* [TO DO]
Once you have located the line containing "Target: blue wing feather" in the material below, return it exactly along with each line after it through the line containing "Target: curved beak".

* [INPUT DATA]
********************
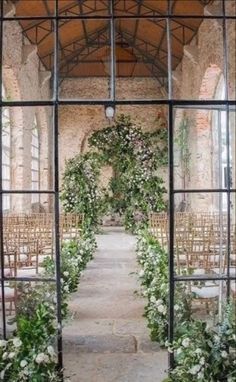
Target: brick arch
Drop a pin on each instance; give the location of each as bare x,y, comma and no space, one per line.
202,174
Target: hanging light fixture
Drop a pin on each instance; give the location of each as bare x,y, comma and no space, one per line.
110,112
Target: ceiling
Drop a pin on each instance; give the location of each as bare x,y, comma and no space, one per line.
84,45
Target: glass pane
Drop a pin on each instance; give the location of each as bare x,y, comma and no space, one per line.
231,56
230,8
22,300
200,234
31,55
203,301
29,237
197,58
200,148
144,8
85,55
141,59
84,8
20,156
197,7
30,8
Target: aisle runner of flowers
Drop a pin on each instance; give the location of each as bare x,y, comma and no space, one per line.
202,353
29,355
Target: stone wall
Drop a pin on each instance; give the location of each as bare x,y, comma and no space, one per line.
196,77
24,78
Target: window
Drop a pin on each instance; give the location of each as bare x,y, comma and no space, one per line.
35,162
6,154
219,141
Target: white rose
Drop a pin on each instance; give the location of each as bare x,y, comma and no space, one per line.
11,355
161,308
141,273
200,375
186,342
2,374
17,342
3,343
198,351
195,369
202,361
23,363
51,351
224,354
39,358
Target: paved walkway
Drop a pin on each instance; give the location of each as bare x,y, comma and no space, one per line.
108,340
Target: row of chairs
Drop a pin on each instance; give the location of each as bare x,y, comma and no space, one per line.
200,248
27,241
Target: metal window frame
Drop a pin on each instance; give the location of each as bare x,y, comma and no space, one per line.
171,104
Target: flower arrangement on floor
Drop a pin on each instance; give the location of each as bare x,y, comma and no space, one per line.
202,353
29,355
80,189
153,260
205,353
135,156
135,188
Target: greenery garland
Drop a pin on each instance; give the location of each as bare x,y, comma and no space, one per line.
202,353
135,188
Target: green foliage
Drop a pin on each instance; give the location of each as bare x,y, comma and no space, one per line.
30,355
202,353
80,190
153,260
206,354
135,188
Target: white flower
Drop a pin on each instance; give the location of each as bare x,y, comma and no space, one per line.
198,351
11,355
202,361
200,375
5,355
51,351
141,273
161,308
186,342
195,369
23,363
40,358
224,354
179,351
16,342
2,374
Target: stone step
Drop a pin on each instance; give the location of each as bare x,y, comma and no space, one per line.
105,343
108,343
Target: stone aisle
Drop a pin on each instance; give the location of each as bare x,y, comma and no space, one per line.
108,340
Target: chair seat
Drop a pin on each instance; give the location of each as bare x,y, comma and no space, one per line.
12,258
29,272
206,292
42,257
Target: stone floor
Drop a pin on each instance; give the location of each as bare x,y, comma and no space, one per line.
107,341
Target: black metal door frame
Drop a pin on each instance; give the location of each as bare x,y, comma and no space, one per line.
170,103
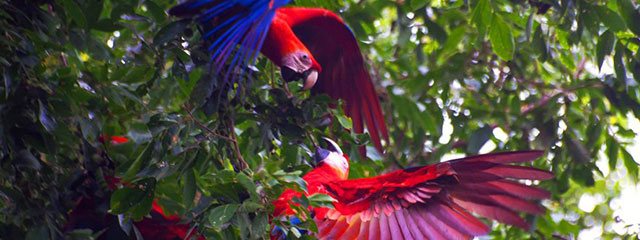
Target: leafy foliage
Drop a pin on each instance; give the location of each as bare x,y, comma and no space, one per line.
454,77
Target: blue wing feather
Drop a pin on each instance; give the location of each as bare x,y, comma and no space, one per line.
241,23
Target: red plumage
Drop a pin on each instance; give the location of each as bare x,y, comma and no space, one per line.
344,74
311,44
430,202
90,212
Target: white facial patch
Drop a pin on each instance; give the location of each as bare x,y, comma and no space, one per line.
338,162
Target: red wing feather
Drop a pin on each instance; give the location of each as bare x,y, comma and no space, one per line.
344,74
435,201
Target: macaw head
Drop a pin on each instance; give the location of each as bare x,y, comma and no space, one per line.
333,157
300,65
295,60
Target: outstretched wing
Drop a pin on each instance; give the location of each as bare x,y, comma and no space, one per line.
231,23
344,74
435,201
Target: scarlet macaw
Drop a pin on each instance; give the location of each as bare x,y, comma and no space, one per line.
90,212
429,202
311,44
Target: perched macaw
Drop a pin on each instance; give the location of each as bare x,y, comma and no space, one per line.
311,44
429,202
90,212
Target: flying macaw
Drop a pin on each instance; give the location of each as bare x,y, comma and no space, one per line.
311,44
429,202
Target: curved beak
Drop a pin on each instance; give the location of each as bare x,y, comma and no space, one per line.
310,79
333,146
321,154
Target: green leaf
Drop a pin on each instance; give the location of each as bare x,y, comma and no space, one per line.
618,64
540,45
630,164
170,31
344,121
611,19
321,200
222,214
47,122
481,14
501,38
135,200
612,151
630,15
189,187
478,138
138,163
75,12
604,47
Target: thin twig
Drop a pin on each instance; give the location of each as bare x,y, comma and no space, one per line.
204,127
232,133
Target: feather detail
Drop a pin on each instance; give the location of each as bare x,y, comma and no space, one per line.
434,201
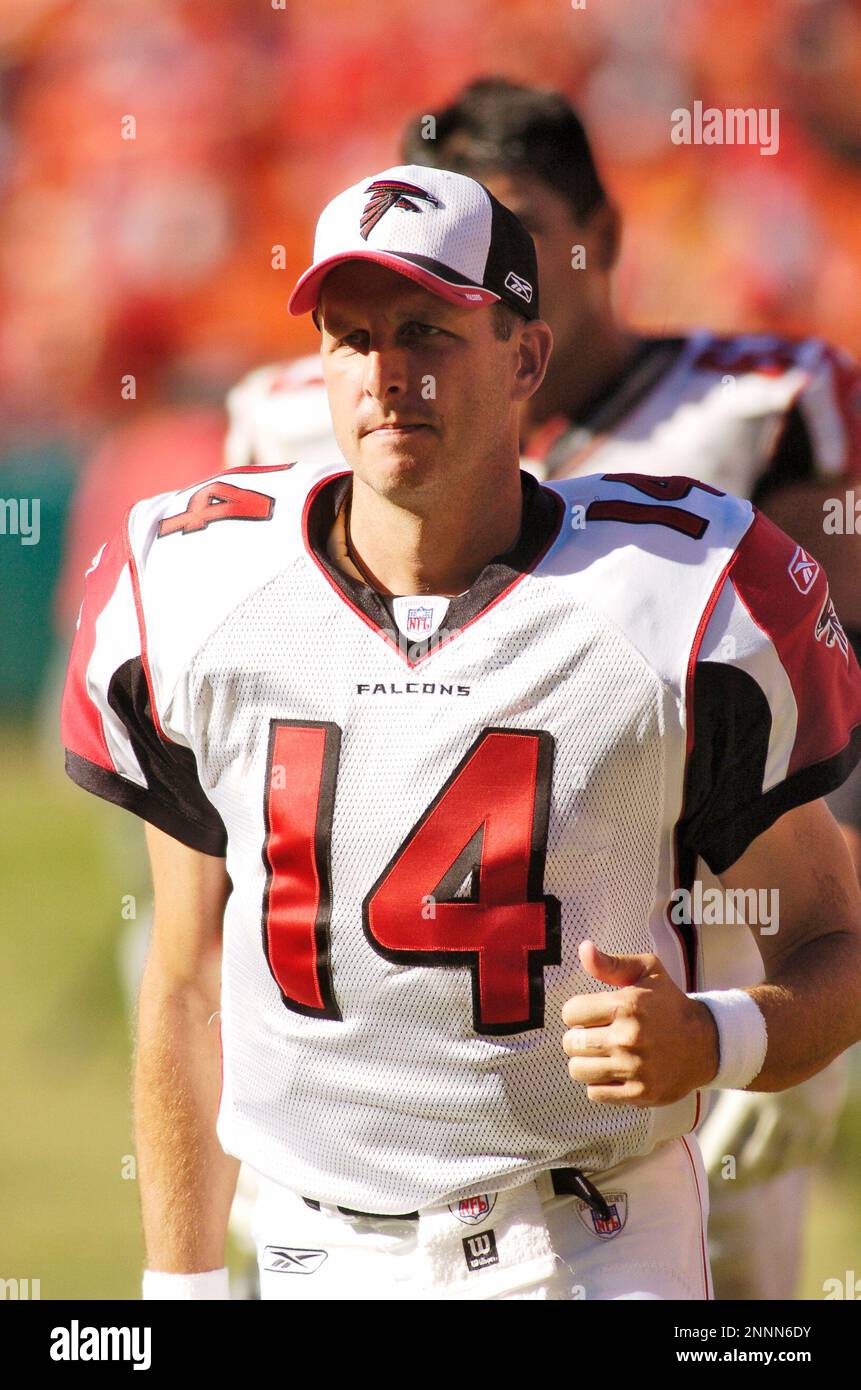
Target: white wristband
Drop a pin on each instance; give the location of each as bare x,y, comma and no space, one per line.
212,1283
742,1037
********************
* [THE COMPLETED TASK]
Target: blue wing feather
Drop a pin on each instance; give the location of each as bare x,y, comma and no space, one per line.
241,23
Target: red plumage
Drop a pin on each instance; give the location of each as bare x,y, comma and no space, one per line.
344,74
311,44
430,202
90,212
Target: white facial patch
Drop a pin on each instance; give the location of each as bare x,y, comma and no space, one per line.
338,162
Target: red wing feather
Drop a pin on each instance; give the location of each as bare x,y, comma and no space, one per line.
344,74
435,201
Target: macaw head
Drop a pin on each instance; give the location of each as bare x,y, comma and no space, one per line.
333,157
300,65
295,60
Target: outstretched wing
Drop a pin on each instance; give the location of each as bare x,y, comma and no space, one per line.
231,23
344,74
435,201
Target: scarlet macaw
Drop a pin on each instance; give the location of each as bare x,y, comma and no space, one per line.
90,212
429,202
311,44
Target: perched macaw
Drop a pin on each instance; give the location of each as bare x,y, comma and no space, one per line.
311,44
429,202
90,212
Target: flying macaw
Drop a pin on each instance; give the location of each as bare x,y, comma and no space, one per line.
311,44
429,202
Target: curved beak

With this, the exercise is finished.